Microbicide trial results signal end of one chapter, focus turns to promising ARV-based candidates

Microbicide trial results signal end of one chapter, focus turns to promising ARV-based candidates

While acknowledging disappointment in the trial results announced today, the Global Campaign for Microbicides noted that the failure of PRO 2000, a candidate microbicide gel, to show effectiveness against HIV was only the “end of the beginning” in the search for a safe and effective product. This comment came in response to the UK-based Microbicides Development Programme’s announcement that its MDP 301 trial, which enrolled over 9000 women in four African countries, has shown conclusively that PRO 2000 was safe but did not reduce women’s risk of acquiring sexually-transmitted HIV.

Microbicides are being developed as products that could be topically applied by a receptive sex partner to reduce risk of becoming HIV infected during sex. Microbicide candidates are being formulated as vaginal gels, suppositories, foaming tablets or slow-releasing vaginal rings.

Last February, the release of promising results from another PRO 2000 study, HPTN 035, signaled that PRO 2000 might be effective—a hope that was disproven by the MDP 301 results. “We all knew that the trend observed in HPTN 035 could have been due to chance,” noted Yasmin Halima, Director of the Global Campaign. “While we are deeply disappointed to learn definitively that PRO 2000 is not effective, it is our responsibility as advocates to turn our full attention now to the candidates currently in clinical trials”, she continued. “These candidates, being tested as oral pills as well as microbicides, contain antiretroviral drugs or ARVs, the same life-saving medications used as treatment by people living with HIV. In laboratory and animal studies, they appear to be many times more potent than any of the non-ARV-based candidates”, she added, noting that results of the first effectiveness results from this new class of products are expected next year.

Dr. Sheena McCormack, Principal Investigator for the PRO 2000 trial, observed that adherence rates (participants’ use of the test product as directed) were high in this study. “We know that women and their partners liked the gels and used them”, McCormack stated. The trial used multiple methods to determine how frequently women were using the gel and all indicated a high level of use. “Women reported that using it increased sexual pleasure and fostered intimacy by helping women talk about sex with their partners,” McCormack added, “So we know that we have the method right. Now we just need a product with the potency to stop HIV.”

- [Supplied material]:

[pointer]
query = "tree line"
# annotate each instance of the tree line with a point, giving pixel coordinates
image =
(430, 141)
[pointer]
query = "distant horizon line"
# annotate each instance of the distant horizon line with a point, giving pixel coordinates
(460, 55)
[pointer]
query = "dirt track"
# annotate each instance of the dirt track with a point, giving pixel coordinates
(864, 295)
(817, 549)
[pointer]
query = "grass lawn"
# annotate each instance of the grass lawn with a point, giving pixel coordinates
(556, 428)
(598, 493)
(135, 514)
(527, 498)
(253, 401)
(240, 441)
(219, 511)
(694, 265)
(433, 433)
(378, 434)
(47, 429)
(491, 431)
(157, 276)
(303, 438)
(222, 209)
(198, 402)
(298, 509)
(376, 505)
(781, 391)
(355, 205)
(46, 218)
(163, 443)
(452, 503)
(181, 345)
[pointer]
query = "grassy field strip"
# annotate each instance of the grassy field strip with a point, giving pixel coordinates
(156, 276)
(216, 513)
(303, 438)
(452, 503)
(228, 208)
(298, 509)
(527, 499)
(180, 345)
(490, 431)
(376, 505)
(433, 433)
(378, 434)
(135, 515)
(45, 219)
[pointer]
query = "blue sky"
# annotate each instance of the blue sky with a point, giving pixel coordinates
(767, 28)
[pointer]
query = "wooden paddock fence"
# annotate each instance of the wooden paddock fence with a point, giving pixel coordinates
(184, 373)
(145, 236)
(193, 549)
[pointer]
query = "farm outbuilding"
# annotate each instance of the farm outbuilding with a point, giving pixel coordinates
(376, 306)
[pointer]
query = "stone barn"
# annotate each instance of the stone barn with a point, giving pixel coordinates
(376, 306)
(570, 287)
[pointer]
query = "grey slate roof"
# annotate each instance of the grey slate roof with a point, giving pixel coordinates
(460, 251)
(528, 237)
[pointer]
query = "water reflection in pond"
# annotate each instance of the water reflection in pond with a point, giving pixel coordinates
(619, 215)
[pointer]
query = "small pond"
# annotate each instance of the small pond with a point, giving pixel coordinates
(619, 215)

- [What this task involves]: Extend the news article on the PRO 2000 microbicide trial results, beginning right after its final sentence.

- [Written answer]:
Because the MDP 301 trial featured a much stronger social science component than any previous HIV prevention trial, it has also generated a substantial body of data on sexual behaviors that can be immediately applied to existing HIV prevention research and programming. The findings, which will be published over the coming months, confirm that the majority of trial participants liked using the gel, noting it made condom use easier and more pleasurable. “We have heard this in other large-scale microbicide trials as well”, Halima added.

Samu Dube, leader of the Global Campaign’s Africa team noted that, while communities participating in the MDP 301 trial are understandably disappointed by the trial results, they are nevertheless proud to have participated in it and determined to see microbicide and other prevention research continue. “As African women, we cannot afford to feel defeated,” Dube stated. “We know that research is a painstaking process and that the challenge of finding safe and effective products is not easy. But women are engaging in the process because we must find a tool to save the lives of our daughters and sisters. Giving up is not an option for us,” she said.

Reiterating this sentiment, McCormack quoted the words of one of the South African women who volunteered for the MDP301 trial participants who said that, “[e]ven though the gel proved not to be effective, we played a role in the fight against HIV. We learnt a lot about caring for ourselves, such as using condoms. We also learnt to encourage others to test for HIV and we gained confidence in helping those who were already infected.”

Global Campaign for Microbicides is a network of advocates and nongovernmental organizations (NGOs) working to expand HIV prevention options for women and encourage ethical research that involves civil society. Since 1998, GCM has worked to accelerate product development, facilitate widespread access and use of existing tools, and protect the needs and interests of users and communities, especially women.